(Data listing)
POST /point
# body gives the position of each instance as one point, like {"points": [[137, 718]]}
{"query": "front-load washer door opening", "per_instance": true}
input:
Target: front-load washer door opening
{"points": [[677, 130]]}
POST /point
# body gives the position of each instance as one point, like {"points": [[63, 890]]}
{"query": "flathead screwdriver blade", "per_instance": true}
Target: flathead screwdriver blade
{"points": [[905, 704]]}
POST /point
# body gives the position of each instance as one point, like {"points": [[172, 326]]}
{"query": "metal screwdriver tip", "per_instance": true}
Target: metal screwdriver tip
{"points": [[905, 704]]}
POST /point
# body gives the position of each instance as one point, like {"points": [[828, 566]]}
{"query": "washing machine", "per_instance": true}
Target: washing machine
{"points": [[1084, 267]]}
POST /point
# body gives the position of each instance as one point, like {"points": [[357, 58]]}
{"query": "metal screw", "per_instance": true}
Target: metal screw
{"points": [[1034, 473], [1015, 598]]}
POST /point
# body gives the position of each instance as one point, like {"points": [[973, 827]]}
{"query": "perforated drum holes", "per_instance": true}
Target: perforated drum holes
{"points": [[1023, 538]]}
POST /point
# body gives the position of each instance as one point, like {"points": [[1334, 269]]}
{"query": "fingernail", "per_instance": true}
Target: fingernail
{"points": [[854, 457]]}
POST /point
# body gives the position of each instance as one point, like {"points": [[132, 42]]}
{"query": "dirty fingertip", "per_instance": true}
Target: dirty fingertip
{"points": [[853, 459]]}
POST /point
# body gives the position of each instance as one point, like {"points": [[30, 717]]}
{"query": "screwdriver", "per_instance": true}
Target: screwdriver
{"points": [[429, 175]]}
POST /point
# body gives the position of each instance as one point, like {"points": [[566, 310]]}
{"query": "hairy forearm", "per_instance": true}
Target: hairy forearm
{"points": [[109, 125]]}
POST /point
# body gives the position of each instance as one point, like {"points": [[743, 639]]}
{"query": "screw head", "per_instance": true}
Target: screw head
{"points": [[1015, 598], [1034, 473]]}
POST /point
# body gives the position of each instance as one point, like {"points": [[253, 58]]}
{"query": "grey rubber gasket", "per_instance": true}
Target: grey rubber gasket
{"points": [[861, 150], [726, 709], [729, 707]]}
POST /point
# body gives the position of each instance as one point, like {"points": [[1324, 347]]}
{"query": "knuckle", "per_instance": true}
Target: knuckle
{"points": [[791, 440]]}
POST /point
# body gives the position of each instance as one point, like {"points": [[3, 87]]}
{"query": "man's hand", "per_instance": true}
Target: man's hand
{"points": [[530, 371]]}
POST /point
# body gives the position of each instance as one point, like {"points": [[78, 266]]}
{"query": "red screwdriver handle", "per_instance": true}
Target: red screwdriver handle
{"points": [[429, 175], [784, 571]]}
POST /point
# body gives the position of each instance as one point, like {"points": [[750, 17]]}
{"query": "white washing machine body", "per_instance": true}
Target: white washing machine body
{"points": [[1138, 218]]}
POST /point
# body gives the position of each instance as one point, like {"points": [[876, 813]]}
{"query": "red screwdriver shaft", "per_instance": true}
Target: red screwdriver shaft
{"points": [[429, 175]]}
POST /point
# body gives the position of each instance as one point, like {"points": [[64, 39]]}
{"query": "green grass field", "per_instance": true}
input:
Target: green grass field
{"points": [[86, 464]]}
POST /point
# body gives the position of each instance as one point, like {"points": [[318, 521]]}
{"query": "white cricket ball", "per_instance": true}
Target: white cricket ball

(Given problem)
Write out every line from the records above, word for word.

(The solution)
POST /point
# body gives the position of each instance as one point, like {"points": [[137, 718]]}
{"query": "front-load washer door opening", "per_instance": true}
input:
Target: front-load washer door opening
{"points": [[677, 130]]}
POST /point
# body gives the position of each instance as one point, like {"points": [[63, 890]]}
{"query": "flathead screwdriver blade", "per_instance": true}
Target: flathead screwdriver blade
{"points": [[905, 704]]}
POST /point
# body gives the position of each instance as one point, like {"points": [[172, 326]]}
{"query": "metal screwdriver tip", "per_instance": true}
Target: metal screwdriver tip
{"points": [[905, 704]]}
POST /point
# body gives the position of each instance as one point, like {"points": [[828, 566]]}
{"query": "washing machine", "per_instance": true}
Target: washing machine
{"points": [[1084, 267]]}
POST /point
# body gives the position of each instance as one point, like {"points": [[357, 58]]}
{"query": "metal screw", "per_instance": true}
Target: metal screw
{"points": [[1034, 473], [1015, 598]]}
POST /point
# body gives the position of each instance as one point, like {"points": [[973, 827]]}
{"query": "perforated drum holes", "per_instance": true}
Target: perforated drum holes
{"points": [[1023, 538]]}
POST /point
# body gives the position of each instance as one point, like {"points": [[1334, 269]]}
{"query": "fingernail", "per_instance": true}
Target: fingernail
{"points": [[854, 457]]}
POST /point
# body gives the position of each instance as one point, like {"points": [[132, 42]]}
{"query": "dirty fingertip", "per_instance": true}
Target: dirty fingertip
{"points": [[853, 459]]}
POST /point
# body gives the position of each instance as one point, like {"points": [[30, 717]]}
{"query": "screwdriver", "per_instance": true}
Target: screwdriver
{"points": [[429, 175]]}
POST /point
# body gives the position of each instance as one point, like {"points": [[566, 310]]}
{"query": "hairy forearm", "per_instance": true}
Target: hairy forearm
{"points": [[109, 125]]}
POST /point
# body gives the position of each instance as one point, like {"points": [[743, 639]]}
{"query": "screw head", "per_instance": true}
Target: screw head
{"points": [[1015, 598], [1034, 473]]}
POST /point
# body gives the position of each instance as one point, like {"points": [[253, 58]]}
{"query": "grey rubber gasket", "per_instance": true}
Target: grey rubber gasket
{"points": [[861, 150], [726, 709], [729, 707]]}
POST /point
# body gives the position of each instance as one point, like {"points": [[1324, 347]]}
{"query": "knuckle", "per_instance": true}
Target: knuckle
{"points": [[791, 440]]}
POST /point
# body gives the position of each instance as one point, like {"points": [[3, 87]]}
{"query": "man's hand", "per_instance": true}
Target: man's hand
{"points": [[530, 371]]}
POST /point
# body gives the position of each instance as one point, like {"points": [[78, 266]]}
{"query": "red screwdriver handle", "per_instance": true}
Target: red screwdriver handle
{"points": [[429, 175], [784, 571]]}
POST /point
# body gives the position of each instance as one point, like {"points": [[750, 17]]}
{"query": "white washing machine body", "per_instance": true}
Target: white washing machine body
{"points": [[1138, 218]]}
POST /point
# body gives the position of each instance as one point, like {"points": [[876, 813]]}
{"query": "red screwdriver shaft", "per_instance": true}
Target: red screwdriver shaft
{"points": [[429, 175]]}
POST /point
# body gives the position of each instance as one point, like {"points": [[64, 39]]}
{"query": "green grass field", "per_instance": true}
input:
Target: green grass field
{"points": [[86, 464]]}
POST /point
# body gives the position of each instance as one point, like {"points": [[318, 521]]}
{"query": "white cricket ball", "per_instance": true}
Target: white cricket ball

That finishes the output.